• Objective:
Show every line of the records below that contains the word "cliff".

Collected data entries:
········

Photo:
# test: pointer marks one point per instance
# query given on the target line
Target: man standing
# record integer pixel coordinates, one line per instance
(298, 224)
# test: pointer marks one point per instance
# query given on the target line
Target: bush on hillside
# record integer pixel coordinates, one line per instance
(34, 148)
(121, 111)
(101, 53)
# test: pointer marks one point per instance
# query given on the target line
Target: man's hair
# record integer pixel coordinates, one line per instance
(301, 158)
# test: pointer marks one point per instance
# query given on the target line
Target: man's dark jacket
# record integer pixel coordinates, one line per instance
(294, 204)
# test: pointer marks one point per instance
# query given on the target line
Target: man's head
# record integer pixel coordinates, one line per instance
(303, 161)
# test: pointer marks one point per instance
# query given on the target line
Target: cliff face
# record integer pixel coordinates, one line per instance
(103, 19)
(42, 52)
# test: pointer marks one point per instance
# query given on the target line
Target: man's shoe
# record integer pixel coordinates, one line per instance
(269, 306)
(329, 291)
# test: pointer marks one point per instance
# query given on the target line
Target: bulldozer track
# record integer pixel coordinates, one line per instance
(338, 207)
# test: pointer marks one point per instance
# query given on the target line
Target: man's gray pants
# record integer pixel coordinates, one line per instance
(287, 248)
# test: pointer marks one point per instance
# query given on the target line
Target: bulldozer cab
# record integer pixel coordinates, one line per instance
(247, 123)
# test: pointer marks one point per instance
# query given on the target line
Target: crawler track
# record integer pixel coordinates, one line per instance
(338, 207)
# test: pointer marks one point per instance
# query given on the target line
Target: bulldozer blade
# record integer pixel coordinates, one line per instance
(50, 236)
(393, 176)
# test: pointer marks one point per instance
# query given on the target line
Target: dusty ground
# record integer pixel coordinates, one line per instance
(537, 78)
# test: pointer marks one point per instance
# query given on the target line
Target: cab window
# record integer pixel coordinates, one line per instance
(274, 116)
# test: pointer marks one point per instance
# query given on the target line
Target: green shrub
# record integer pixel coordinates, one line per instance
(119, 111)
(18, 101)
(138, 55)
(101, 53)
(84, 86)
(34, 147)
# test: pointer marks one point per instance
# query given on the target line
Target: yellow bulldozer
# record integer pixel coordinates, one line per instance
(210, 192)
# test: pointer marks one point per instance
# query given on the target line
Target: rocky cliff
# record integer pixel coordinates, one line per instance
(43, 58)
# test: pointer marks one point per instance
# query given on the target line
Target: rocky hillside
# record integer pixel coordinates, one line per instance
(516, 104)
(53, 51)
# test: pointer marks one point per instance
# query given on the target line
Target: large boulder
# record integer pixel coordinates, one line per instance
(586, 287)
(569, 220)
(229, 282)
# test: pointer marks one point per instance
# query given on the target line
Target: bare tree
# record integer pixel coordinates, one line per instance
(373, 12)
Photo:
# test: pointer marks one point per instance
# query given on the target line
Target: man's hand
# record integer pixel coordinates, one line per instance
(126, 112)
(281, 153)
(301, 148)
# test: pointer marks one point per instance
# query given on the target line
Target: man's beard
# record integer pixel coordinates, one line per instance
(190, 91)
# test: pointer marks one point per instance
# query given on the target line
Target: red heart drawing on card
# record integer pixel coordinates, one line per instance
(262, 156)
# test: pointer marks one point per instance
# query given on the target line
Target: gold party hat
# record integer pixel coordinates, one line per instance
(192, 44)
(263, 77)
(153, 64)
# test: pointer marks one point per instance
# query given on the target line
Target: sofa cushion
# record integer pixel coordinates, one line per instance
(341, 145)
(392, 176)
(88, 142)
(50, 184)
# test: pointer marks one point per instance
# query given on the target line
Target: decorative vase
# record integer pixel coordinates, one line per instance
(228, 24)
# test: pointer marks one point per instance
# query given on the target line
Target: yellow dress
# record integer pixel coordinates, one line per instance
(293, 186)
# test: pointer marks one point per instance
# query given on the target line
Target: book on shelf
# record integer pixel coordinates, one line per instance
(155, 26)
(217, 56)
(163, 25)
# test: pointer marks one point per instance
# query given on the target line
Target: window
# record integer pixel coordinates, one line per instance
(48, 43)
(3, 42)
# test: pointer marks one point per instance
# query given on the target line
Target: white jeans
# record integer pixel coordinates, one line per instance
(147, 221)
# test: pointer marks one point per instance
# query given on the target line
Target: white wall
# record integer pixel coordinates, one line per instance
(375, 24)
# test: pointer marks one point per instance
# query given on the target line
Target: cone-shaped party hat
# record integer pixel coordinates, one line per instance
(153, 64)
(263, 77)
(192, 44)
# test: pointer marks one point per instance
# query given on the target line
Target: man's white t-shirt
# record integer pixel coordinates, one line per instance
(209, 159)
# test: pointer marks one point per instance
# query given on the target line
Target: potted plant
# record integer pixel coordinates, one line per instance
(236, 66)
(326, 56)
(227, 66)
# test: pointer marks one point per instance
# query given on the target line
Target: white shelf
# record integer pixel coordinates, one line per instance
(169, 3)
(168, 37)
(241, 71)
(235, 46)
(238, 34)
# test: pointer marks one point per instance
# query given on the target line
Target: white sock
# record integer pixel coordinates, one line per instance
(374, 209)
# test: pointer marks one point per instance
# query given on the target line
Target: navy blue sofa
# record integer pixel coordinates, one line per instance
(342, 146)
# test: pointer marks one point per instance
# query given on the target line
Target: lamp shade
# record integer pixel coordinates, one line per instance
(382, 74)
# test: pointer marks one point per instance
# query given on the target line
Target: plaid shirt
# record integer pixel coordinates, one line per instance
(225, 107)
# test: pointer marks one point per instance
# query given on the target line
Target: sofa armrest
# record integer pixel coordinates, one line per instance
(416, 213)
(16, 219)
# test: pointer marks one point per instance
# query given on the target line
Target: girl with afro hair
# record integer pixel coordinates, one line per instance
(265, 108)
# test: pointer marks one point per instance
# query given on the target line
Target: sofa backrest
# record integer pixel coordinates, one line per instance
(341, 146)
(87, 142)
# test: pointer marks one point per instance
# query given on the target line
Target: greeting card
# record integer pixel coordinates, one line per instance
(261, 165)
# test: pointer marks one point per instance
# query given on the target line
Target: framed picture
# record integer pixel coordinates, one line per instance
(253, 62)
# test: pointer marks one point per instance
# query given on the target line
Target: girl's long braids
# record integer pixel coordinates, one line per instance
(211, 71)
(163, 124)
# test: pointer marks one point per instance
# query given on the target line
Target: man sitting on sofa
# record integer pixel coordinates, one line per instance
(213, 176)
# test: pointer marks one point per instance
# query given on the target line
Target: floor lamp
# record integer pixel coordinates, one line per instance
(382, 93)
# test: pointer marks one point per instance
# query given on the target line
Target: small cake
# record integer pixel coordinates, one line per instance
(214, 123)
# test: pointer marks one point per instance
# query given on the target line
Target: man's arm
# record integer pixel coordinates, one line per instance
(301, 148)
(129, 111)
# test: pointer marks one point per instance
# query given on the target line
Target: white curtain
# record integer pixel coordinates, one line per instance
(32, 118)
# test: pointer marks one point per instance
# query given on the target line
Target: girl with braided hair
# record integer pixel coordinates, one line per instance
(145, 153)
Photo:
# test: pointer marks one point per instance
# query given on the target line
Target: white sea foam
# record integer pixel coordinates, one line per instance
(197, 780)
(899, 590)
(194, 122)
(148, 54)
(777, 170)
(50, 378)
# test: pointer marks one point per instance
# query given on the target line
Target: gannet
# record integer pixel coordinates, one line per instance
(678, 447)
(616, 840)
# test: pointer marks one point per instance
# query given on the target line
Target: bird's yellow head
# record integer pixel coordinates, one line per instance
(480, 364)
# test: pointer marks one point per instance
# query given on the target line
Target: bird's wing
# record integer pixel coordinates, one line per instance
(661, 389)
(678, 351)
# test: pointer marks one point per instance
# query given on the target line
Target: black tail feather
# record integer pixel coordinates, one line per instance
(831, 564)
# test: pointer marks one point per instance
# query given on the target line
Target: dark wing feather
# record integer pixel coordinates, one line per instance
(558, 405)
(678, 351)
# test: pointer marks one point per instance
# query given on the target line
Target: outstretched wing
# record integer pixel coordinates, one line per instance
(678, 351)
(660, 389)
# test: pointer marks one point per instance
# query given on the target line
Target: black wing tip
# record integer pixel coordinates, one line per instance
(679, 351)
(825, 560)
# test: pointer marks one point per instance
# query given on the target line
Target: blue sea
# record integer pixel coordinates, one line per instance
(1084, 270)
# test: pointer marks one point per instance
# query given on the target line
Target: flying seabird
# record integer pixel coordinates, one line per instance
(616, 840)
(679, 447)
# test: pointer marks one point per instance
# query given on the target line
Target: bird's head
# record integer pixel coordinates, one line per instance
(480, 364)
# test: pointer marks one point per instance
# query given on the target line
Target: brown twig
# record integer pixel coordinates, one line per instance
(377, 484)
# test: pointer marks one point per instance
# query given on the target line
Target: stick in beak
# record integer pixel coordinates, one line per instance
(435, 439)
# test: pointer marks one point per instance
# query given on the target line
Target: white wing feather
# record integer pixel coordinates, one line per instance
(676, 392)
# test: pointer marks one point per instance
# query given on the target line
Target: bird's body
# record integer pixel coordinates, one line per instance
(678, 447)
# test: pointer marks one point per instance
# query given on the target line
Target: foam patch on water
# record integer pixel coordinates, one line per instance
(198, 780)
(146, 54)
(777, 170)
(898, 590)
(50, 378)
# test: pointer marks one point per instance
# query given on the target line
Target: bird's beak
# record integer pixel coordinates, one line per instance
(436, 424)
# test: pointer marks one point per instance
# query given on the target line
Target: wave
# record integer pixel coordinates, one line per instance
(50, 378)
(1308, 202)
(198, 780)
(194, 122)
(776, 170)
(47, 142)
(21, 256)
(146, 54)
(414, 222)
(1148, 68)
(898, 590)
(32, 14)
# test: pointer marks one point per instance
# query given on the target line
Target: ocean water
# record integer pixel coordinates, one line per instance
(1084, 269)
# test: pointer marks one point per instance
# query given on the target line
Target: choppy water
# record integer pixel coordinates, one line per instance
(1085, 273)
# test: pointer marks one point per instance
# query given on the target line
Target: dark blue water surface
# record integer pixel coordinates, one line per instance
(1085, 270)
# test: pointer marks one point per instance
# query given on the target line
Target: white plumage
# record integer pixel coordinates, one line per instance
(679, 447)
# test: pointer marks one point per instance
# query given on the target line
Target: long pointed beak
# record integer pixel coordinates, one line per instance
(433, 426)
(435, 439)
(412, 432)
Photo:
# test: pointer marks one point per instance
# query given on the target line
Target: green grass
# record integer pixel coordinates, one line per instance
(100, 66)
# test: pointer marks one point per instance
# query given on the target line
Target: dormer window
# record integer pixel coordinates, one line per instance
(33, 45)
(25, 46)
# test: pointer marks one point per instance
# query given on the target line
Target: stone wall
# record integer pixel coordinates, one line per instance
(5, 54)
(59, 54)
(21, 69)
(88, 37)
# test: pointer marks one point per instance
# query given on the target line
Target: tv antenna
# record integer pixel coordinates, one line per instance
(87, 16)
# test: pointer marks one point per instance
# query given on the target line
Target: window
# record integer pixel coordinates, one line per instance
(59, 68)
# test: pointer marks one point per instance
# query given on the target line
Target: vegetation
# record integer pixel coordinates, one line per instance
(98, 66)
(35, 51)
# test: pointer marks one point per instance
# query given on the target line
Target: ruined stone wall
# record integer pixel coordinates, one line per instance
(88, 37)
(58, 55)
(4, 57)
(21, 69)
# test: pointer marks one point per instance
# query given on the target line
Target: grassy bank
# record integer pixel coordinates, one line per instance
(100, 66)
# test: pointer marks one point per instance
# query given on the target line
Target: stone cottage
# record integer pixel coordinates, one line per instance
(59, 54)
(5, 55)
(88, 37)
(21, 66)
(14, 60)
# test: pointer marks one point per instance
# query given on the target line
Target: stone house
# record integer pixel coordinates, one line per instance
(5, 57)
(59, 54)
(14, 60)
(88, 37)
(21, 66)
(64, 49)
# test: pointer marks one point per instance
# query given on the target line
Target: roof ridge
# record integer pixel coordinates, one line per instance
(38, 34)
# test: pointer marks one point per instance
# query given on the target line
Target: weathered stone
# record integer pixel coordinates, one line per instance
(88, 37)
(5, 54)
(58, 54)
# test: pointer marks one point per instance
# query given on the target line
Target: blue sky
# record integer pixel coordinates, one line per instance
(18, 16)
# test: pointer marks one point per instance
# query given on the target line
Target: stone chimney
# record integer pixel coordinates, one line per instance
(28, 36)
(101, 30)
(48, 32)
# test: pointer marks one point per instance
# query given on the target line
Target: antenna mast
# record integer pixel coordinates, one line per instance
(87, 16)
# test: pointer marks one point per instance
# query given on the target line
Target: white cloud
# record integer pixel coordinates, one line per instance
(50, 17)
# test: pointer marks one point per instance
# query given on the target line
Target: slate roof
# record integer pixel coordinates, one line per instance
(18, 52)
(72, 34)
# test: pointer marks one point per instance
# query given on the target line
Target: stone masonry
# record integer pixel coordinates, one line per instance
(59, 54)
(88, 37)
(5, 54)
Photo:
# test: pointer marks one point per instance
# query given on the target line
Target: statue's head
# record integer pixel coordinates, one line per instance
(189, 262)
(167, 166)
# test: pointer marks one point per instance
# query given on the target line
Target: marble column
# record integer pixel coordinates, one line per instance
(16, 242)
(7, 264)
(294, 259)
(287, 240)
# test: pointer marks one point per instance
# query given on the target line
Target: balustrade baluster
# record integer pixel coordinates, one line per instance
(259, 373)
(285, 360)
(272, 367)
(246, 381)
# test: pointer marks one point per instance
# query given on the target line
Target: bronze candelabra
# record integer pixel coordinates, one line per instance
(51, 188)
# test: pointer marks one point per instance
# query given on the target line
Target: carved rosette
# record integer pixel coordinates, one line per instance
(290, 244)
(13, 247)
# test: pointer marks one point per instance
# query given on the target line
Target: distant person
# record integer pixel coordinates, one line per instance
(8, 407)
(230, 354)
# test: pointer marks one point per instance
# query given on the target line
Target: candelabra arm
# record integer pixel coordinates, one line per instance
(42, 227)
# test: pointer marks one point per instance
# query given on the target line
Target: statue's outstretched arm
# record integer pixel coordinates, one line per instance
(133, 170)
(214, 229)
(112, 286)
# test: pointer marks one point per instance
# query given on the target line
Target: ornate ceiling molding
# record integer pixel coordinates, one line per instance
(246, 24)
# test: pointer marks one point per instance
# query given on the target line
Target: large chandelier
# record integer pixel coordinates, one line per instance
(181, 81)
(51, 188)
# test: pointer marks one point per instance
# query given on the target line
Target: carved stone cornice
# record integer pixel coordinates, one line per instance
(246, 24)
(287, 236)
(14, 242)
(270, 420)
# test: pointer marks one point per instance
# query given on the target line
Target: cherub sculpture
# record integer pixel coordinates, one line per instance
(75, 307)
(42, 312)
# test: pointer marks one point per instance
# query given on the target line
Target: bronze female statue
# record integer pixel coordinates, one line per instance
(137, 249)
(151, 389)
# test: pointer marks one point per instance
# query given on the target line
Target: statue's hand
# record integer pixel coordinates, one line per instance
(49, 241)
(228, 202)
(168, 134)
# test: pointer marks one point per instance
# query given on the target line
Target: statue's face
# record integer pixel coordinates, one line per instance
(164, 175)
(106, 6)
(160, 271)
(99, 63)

········

• The response:
Target: cliff face
Target: rocky cliff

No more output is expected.